::: Record extracts
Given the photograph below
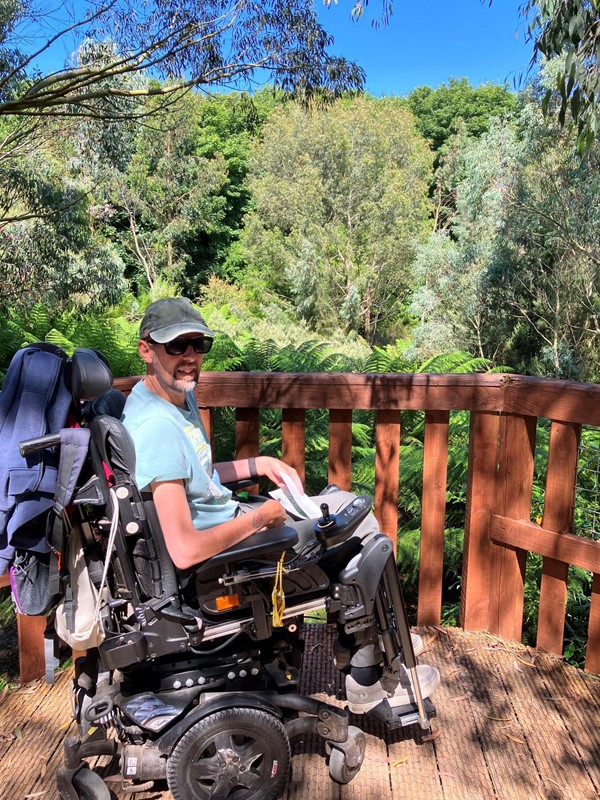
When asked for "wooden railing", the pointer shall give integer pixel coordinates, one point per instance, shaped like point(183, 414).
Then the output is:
point(499, 532)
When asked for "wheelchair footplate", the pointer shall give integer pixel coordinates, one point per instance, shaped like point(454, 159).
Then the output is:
point(401, 716)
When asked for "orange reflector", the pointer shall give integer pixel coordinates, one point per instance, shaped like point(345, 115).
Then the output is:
point(227, 601)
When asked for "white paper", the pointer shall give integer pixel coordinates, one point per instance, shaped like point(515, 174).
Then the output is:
point(296, 503)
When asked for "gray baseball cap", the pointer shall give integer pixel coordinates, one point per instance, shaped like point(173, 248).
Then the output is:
point(167, 319)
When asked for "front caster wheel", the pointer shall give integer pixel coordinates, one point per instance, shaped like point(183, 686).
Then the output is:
point(241, 753)
point(339, 771)
point(345, 759)
point(90, 786)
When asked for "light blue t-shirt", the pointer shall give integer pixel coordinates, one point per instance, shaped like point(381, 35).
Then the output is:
point(171, 444)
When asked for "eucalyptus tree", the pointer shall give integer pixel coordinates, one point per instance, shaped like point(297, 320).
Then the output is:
point(340, 201)
point(517, 280)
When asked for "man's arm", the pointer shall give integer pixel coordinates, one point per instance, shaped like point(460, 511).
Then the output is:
point(187, 545)
point(271, 468)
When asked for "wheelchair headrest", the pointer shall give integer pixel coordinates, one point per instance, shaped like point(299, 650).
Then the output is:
point(90, 374)
point(109, 404)
point(114, 446)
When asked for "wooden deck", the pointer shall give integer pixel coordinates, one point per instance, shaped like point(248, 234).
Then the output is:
point(511, 723)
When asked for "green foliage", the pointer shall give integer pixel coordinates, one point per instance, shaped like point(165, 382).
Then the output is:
point(440, 111)
point(192, 43)
point(340, 199)
point(570, 31)
point(514, 278)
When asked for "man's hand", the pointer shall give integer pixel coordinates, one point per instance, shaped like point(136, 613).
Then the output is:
point(272, 469)
point(270, 515)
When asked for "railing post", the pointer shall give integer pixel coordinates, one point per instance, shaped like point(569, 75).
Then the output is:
point(340, 448)
point(514, 485)
point(558, 516)
point(387, 471)
point(592, 654)
point(433, 517)
point(247, 428)
point(293, 433)
point(481, 502)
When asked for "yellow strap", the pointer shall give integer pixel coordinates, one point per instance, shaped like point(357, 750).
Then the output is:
point(278, 597)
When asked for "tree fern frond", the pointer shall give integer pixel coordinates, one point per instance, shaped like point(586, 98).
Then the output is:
point(455, 362)
point(39, 322)
point(56, 337)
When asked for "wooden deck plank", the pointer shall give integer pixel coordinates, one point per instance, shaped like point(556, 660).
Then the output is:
point(488, 694)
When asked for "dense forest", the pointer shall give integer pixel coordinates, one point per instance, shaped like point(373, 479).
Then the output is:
point(457, 218)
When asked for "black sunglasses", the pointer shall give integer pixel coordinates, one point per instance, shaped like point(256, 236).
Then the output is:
point(177, 347)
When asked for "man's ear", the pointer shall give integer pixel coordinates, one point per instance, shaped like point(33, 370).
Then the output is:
point(145, 351)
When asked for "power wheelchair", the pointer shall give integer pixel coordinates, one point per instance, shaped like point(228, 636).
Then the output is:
point(195, 682)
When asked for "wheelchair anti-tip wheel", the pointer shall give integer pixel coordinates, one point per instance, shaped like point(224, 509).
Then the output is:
point(241, 753)
point(90, 786)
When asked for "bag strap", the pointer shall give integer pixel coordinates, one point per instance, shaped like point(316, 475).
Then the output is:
point(74, 443)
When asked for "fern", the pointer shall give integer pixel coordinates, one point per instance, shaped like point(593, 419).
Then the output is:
point(457, 362)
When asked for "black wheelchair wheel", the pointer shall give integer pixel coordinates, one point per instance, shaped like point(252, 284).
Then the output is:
point(90, 786)
point(339, 770)
point(234, 754)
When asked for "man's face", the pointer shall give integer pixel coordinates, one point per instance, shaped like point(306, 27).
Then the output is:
point(178, 373)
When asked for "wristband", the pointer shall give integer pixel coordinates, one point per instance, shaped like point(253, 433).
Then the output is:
point(253, 476)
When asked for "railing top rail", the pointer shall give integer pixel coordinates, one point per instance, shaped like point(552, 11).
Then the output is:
point(565, 401)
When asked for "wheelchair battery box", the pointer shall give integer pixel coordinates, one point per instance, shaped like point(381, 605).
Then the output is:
point(123, 650)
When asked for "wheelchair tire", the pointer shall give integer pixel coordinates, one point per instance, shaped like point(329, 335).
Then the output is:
point(90, 786)
point(238, 753)
point(339, 771)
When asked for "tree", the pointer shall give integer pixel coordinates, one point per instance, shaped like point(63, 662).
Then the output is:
point(564, 28)
point(518, 279)
point(340, 199)
point(570, 30)
point(192, 43)
point(440, 111)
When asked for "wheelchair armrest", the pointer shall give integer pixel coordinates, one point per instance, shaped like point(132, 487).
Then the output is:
point(259, 544)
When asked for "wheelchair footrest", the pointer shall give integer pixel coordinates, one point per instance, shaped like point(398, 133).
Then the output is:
point(400, 716)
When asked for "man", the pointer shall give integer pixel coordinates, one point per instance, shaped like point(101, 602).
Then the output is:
point(197, 513)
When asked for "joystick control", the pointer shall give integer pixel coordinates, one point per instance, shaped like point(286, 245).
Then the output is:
point(331, 529)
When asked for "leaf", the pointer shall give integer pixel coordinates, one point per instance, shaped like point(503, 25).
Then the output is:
point(513, 738)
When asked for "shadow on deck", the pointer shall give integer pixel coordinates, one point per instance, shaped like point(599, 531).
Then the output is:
point(511, 723)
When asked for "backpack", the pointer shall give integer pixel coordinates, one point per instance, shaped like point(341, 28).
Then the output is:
point(51, 562)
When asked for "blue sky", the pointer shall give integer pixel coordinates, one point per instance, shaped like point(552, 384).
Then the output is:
point(424, 43)
point(429, 42)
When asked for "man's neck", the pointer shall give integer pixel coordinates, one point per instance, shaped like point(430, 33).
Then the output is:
point(172, 396)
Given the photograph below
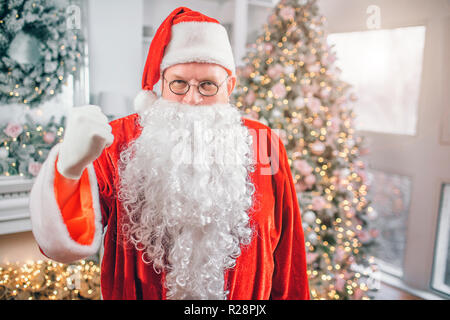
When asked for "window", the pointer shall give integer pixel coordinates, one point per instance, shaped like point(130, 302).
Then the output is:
point(441, 265)
point(385, 68)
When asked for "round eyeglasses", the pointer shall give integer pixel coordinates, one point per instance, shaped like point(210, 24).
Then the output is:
point(206, 88)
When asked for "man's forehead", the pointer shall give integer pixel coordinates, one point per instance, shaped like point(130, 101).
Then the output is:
point(196, 70)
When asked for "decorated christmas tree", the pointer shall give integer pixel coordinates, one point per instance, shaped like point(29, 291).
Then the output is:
point(290, 82)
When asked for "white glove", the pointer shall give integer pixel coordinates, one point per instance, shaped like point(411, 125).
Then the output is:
point(87, 134)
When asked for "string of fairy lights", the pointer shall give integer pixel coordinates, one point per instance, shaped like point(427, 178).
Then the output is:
point(48, 280)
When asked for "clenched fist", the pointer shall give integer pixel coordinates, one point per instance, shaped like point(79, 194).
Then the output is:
point(87, 134)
::::::
What to produce: The records above should be repeated exactly, with no pictures in the copy.

Result for this exercise:
Given the photograph below
When asked for "wooden railing", the pointer shall give integer pixel coordinates, one point per instance, shaped like point(183, 414).
Then the output is:
point(499, 532)
When asked for "wheelchair footplate", the pointer shall give integer pixel coordinates, one point per instance, shaped like point(454, 159).
Then the output is:
point(401, 716)
When asked for "orange reflector", the pointer shall give integer pixel coordinates, one point per instance, shaped like point(345, 115).
Then the output is:
point(227, 601)
When asked for "white paper", the pointer shall give integer pixel coordinates, one point per instance, shaped like point(515, 174).
Then the output is:
point(296, 503)
When asked for "gray baseball cap", the pointer shall give integer pixel coordinates, one point per instance, shaped like point(173, 248).
Then the output is:
point(167, 319)
When asked for "front caster wheel", the pointer shall give integer pixel coordinates, one point per instance, shaped like point(183, 686).
Then the output is:
point(241, 753)
point(339, 771)
point(345, 759)
point(90, 786)
When asked for "light blue t-shirt", the pointer shall give integer pixel coordinates, one point per instance, shaped like point(381, 35).
Then the output is:
point(171, 444)
When asked for "eucalyptus tree", the pointer shall give integer pixel coordinates, one point per instance, shaped like point(297, 320).
Then the output is:
point(340, 201)
point(517, 280)
When asked for "man's arm", the pointer shall give integer pixel coordinates, one point per instance, shaped like point(460, 511).
Then the output is:
point(187, 545)
point(271, 468)
When asked for "wheelchair headrest", the pointer shall give integer pixel coordinates, one point per instance, shaped like point(299, 650).
Then the output is:
point(90, 374)
point(109, 404)
point(114, 446)
When asked for "wooden deck", the pointer shall give integer pixel coordinates, one point per instance, shaped like point(248, 234).
Then the output is:
point(511, 723)
When asked for "green foliage", the pointer shall give integer pixel coordinates, one point per instance, shaped like point(165, 382).
Then the output is:
point(440, 111)
point(192, 43)
point(340, 199)
point(570, 31)
point(514, 278)
When asked for "man's hand", the pointer shall give integer pixel coordinates, one point per instance, shaped like point(136, 613).
Then the output is:
point(272, 469)
point(270, 515)
When asked for "railing post", the pointer shall give integer pixel coordinates, one point per instance, shaped like point(569, 75).
Then the output is:
point(340, 448)
point(514, 485)
point(558, 516)
point(387, 471)
point(592, 654)
point(433, 517)
point(247, 428)
point(293, 433)
point(481, 502)
When asked for "yellow strap", the pointer shall give integer pixel coordinates, one point per instance, shaped like point(357, 750).
Then the output is:
point(278, 597)
When asked for "tree fern frond", the pointer shall give integer pixel coordinates, one point per instance, shaped like point(586, 98).
Then the output is:
point(455, 362)
point(39, 322)
point(56, 337)
When asked for "wooden deck plank", the pointer shall give integer pixel coordinates, one point per instance, shaped like point(556, 660).
Then the output is:
point(488, 694)
When asked for "dense forest", the pointer shall give integer pixel coordinates, one point per instance, shaped like point(373, 479).
Then the output is:
point(457, 218)
When asked for "black sunglasses", the pointer shall give integer pixel coordinates, one point per instance, shaped like point(256, 236).
Then the output is:
point(177, 347)
When asked for "man's ear", the pointer shall give integer pixel coordinates, one point per instance, shaped like point(33, 370).
Then the output is:
point(145, 351)
When asked for "power wheelchair", the pointer shall give integer pixel coordinates, one point per instance, shaped like point(228, 636).
Then the output is:
point(195, 682)
When asked for "wheelchair anti-tip wheel", the pointer shall give integer pixel coordinates, one point per instance, shaped like point(224, 509).
Then the output is:
point(241, 753)
point(90, 786)
When asked for "bag strap", the pointer shall give integer pixel coordinates, one point per instance, shaped like point(316, 475).
Then the output is:
point(74, 443)
When asked for "fern", the pointer shall give integer pixel coordinates, one point per instance, shaped like point(593, 419).
Then the output is:
point(457, 362)
When asked for "black wheelchair wheel", the pointer shall give integer pixel coordinates, one point per instance, shaped like point(252, 284).
Then the output is:
point(90, 786)
point(339, 770)
point(234, 754)
When asked for "man's face", the pointer shall give integer pixel coordinates, one point per instance, shaped like point(306, 27).
Then the output is:
point(178, 373)
When asked for "wristband", the pointer shall give integer pixel coordinates, one point per instance, shaped like point(253, 433).
Then the output is:
point(253, 476)
When asked for "railing top rail", the pointer shall give integer pixel coordinates, one point per instance, shaped like point(552, 11).
Then the output is:
point(565, 401)
When asked for "wheelchair battery box", the pointer shall give integer pixel coordinates, one point per instance, shaped like point(381, 605).
Then the output is:
point(123, 650)
When asked for "wheelchair tire", the pointer shall give integer pixel coordinates, one point per instance, shaped like point(329, 335).
Then the output is:
point(90, 786)
point(238, 753)
point(339, 771)
When asked for "tree", the pointer shall give integer pixel coordinates, one point per instance, shaped like point(63, 662).
Then the output is:
point(564, 28)
point(518, 279)
point(340, 199)
point(570, 30)
point(192, 43)
point(440, 111)
When asked for "wheelchair armrest", the pointer shall give integer pixel coordinates, one point per instance, shaped like point(132, 487).
Then the output is:
point(259, 544)
When asked for "wheelchair footrest", the pointer shall give integer pixel coordinates, one point per instance, shaped like point(398, 133).
Then the output is:
point(400, 716)
When asked for "man", the pointer shall give integer pixel coordinates, one point per instance, shaped like point(101, 602).
Then the output is:
point(197, 513)
When asked for "joystick control", the pointer shall give integer pixel coordinates, one point per instance, shaped like point(286, 245).
Then the output is:
point(331, 529)
When asked for "leaf", the pointer shall give integer pixel coordinates, one point per instance, shaped like point(503, 25).
Then the output is:
point(513, 738)
When asked for "shadow on deck", the pointer shall give integer pixel coordinates, one point per instance, shaped like point(599, 531).
Then the output is:
point(511, 723)
When asked for "backpack", the pointer shall give integer pixel coordinates, one point per instance, shaped like point(341, 28).
Then the output is:
point(51, 562)
When asked for "blue sky", the pointer shall give integer pixel coordinates, one point per instance, shaped like point(552, 384).
Then the output is:
point(424, 43)
point(429, 42)
When asked for "man's neck", the pointer shall give integer pixel coordinates, one point per instance, shaped like point(430, 33).
Then the output is:
point(172, 396)
Given the photograph below
When asked for "window", the pointer shall give integer pixel coordinates, one point per instance, shaped like point(130, 302).
Then the output is:
point(441, 265)
point(385, 68)
When asked for "round eyeglasses", the pointer shall give integer pixel coordinates, one point per instance, shaped like point(210, 24).
Then the output is:
point(206, 88)
When asked for "man's forehead", the pointer shall give integer pixel coordinates, one point per instance, shaped like point(130, 101).
Then the output is:
point(196, 70)
When asked for "decorated christmas tree", the pointer shall give integer pixel coordinates, one point per instance, shaped like point(29, 291).
Then the output is:
point(290, 82)
When asked for "white glove", the pointer shall give integer pixel coordinates, one point per instance, shaped like point(411, 125).
Then the output is:
point(87, 134)
When asked for "string of fairy lights", the pointer shall give integer pixel coordinates, one point per instance, shaped like point(427, 178).
Then the output is:
point(48, 280)
When asked for "clenched fist", the pointer shall give integer pixel coordinates, one point per instance, shaped like point(79, 194).
Then the output is:
point(87, 134)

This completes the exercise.